What to produce: The entries should be written out again exactly as they read.

Task material Start Marker

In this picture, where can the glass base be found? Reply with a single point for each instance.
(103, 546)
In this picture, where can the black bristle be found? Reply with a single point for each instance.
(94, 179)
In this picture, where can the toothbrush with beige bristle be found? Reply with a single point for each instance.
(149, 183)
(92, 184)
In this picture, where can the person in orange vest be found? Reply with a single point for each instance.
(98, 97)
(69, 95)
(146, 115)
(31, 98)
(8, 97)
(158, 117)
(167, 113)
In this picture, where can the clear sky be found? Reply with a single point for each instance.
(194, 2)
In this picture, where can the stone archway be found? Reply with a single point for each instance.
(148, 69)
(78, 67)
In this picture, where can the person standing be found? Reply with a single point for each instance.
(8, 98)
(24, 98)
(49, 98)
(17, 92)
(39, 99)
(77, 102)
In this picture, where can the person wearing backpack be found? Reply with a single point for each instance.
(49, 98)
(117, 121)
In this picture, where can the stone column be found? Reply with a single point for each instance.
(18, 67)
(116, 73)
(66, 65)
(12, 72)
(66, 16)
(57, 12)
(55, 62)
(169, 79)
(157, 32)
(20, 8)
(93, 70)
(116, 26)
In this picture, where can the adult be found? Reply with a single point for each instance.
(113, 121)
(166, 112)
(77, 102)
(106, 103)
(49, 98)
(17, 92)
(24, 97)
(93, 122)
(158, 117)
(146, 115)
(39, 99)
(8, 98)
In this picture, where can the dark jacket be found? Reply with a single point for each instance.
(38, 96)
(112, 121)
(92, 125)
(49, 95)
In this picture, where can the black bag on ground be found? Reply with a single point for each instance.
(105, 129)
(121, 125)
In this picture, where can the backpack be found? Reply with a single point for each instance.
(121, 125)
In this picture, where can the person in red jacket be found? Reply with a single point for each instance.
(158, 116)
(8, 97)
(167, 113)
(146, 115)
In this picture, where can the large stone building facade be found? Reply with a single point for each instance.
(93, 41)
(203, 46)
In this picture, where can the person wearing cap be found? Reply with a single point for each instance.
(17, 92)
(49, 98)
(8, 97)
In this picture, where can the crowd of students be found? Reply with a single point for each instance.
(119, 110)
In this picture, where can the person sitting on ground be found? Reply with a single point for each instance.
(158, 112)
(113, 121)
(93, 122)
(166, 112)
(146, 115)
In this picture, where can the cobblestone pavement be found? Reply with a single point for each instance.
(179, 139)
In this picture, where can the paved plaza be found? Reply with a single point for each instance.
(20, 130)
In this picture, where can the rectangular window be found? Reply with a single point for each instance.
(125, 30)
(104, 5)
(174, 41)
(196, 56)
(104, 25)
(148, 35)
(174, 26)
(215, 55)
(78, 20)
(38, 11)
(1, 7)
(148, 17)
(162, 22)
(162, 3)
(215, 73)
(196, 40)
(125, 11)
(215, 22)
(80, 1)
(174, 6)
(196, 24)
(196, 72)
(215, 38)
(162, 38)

Task material End Marker

Exercise output:
In this picture, where can the glass base be found? Reply with a single point for each instance.
(103, 546)
In this picture, where can the black bristle be found? Reply with a single point for each instance.
(94, 179)
In this picture, where can the toothbrush with beige bristle be found? Reply with a single point for each instance.
(149, 183)
(92, 184)
In this picture, where can the person in orange vest be found? Reply with a single point for each instance.
(98, 97)
(69, 95)
(146, 115)
(31, 98)
(8, 97)
(158, 117)
(167, 113)
In this picture, where can the clear sky be found? Reply with a single point for each instance.
(194, 2)
In this picture, where can the stone archway be found? Reply with a single point for each instance.
(148, 69)
(78, 67)
In this picture, where can the person standing be found? Reply with a single point for each instance.
(8, 98)
(24, 98)
(49, 98)
(17, 92)
(39, 99)
(77, 102)
In this picture, where can the person wearing backpack be found? Reply with a single point for each instance.
(49, 98)
(117, 121)
In this picture, where can the stone column be found? Reply with a single point for each instance.
(18, 67)
(116, 73)
(66, 65)
(12, 72)
(66, 16)
(57, 12)
(55, 62)
(169, 79)
(157, 32)
(20, 8)
(93, 70)
(116, 26)
In this picture, where can the adult be found? Reply with a single point for each instance.
(113, 121)
(166, 112)
(77, 102)
(106, 103)
(49, 98)
(17, 92)
(24, 97)
(93, 122)
(158, 117)
(146, 115)
(39, 99)
(8, 98)
In this picture, where can the dark jacket be found? Reply with a single point for each instance.
(38, 96)
(112, 121)
(92, 125)
(49, 95)
In this picture, where can the black bag on ground be found? Reply with a single point for each instance.
(105, 129)
(121, 125)
In this picture, where can the backpack be found? Reply with a single point for each instance.
(121, 125)
In this picture, where can the person in red jacket be found? Reply with a single point for each instance.
(158, 116)
(8, 97)
(167, 113)
(146, 115)
In this picture, where can the large stone building facade be found? Reply with a single point for each instance.
(93, 41)
(203, 46)
In this picture, where can the person wearing cap be found? Reply with a single point for each instance.
(17, 92)
(49, 98)
(8, 97)
In this picture, where can the crowd of students be found? Reply with a single point for each instance.
(119, 110)
In this picture, where can the person sitting on ground be found? Reply with a single point for each instance.
(158, 112)
(113, 121)
(93, 122)
(166, 112)
(146, 115)
In this picture, where can the cobblestone pavement be found? Reply with a single point for each instance.
(179, 139)
In this picture, where can the paved plaza be found? Reply with a single point for each instance.
(20, 130)
In this picture, where can the rectangular window be found? Reply with a single point for each instance.
(125, 30)
(104, 5)
(174, 41)
(196, 56)
(104, 25)
(148, 35)
(174, 26)
(215, 55)
(78, 20)
(38, 11)
(1, 7)
(148, 17)
(162, 22)
(162, 3)
(215, 73)
(196, 40)
(125, 11)
(215, 22)
(80, 1)
(174, 6)
(196, 24)
(196, 72)
(215, 38)
(162, 38)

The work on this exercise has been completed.